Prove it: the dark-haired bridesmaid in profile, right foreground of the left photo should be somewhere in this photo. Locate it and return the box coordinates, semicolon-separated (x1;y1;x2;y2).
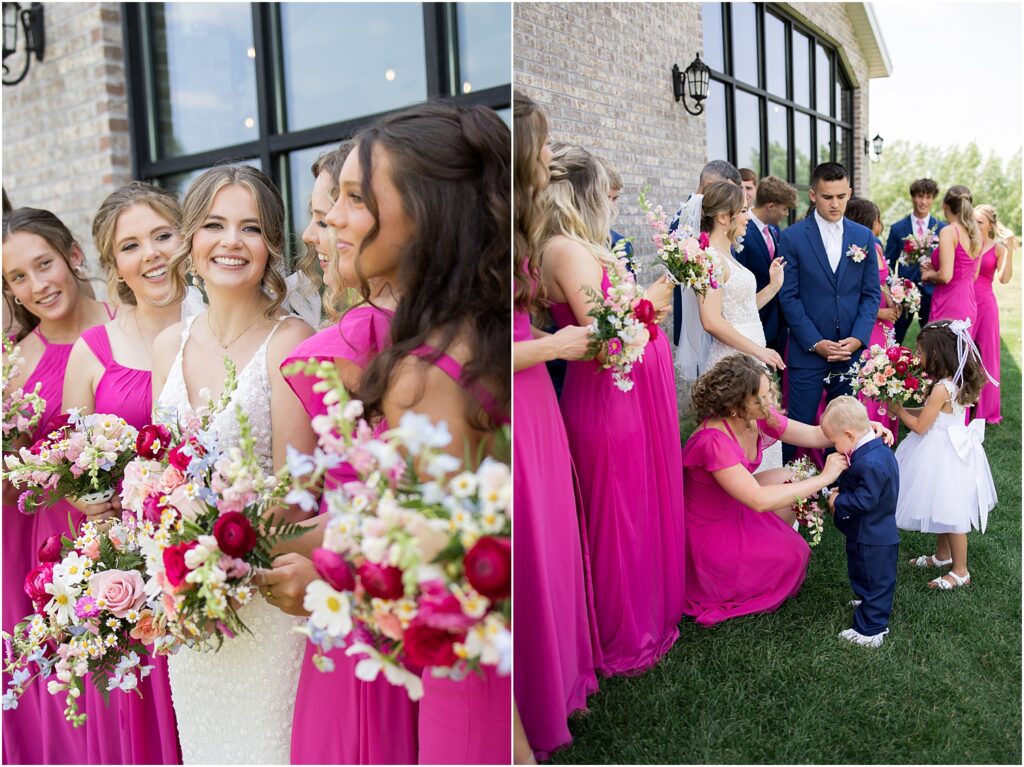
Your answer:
326;102;512;764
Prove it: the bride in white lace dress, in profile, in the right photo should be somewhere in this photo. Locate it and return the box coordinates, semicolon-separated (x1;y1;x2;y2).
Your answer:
677;181;785;471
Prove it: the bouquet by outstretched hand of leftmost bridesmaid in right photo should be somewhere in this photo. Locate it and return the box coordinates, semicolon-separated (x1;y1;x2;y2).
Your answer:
584;246;657;391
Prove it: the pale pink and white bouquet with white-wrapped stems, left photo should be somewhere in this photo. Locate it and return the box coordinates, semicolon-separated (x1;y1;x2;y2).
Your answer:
4;408;137;513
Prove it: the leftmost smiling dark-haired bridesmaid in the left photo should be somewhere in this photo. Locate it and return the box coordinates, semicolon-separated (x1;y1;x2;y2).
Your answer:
3;208;116;764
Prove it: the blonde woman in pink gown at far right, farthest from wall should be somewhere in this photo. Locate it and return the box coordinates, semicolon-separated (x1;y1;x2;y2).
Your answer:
973;205;1014;424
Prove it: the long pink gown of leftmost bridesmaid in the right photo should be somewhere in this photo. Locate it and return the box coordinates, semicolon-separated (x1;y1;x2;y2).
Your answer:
512;296;597;759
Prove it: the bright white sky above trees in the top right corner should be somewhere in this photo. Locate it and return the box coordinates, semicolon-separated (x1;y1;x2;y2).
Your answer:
868;0;1024;158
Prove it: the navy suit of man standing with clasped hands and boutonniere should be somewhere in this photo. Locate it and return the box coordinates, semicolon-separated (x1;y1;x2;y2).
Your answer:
775;213;882;461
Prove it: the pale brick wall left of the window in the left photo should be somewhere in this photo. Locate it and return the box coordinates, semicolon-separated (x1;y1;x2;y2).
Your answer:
2;3;131;292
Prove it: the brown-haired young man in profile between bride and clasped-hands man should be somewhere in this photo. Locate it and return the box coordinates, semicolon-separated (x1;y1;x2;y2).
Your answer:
735;176;797;355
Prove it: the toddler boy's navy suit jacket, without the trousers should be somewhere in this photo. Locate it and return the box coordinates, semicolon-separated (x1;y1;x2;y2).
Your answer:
835;437;899;546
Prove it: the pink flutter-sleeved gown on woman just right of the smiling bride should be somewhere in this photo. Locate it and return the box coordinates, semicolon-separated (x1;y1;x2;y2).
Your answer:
282;306;417;764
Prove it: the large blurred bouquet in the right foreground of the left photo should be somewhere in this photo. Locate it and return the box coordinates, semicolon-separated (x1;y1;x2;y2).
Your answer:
284;364;512;700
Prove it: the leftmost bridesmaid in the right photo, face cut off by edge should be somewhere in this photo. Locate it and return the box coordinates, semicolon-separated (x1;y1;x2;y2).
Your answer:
512;93;597;762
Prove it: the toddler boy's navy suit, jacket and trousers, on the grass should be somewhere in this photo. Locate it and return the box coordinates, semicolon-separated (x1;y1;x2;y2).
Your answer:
835;437;899;637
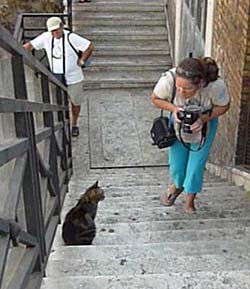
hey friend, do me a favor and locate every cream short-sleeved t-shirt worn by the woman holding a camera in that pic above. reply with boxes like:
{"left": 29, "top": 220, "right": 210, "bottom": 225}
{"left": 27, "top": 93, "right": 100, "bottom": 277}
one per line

┄┄┄┄┄┄

Lines holding "smiling": copy each one from the records above.

• [PROBLEM SOLUTION]:
Prove it: the leftmost smiling dark-haired bridesmaid in the left photo should be somewhere in this photo. Locate it and return the box coordinates, semicolon-separated (x1;y1;x2;y2).
Prove it: the pink flutter-sleeved gown on woman just right of the smiling bride should be somewhere in this photo. Locate it and return the box coordinates, semicolon-separated (x1;y1;x2;y2).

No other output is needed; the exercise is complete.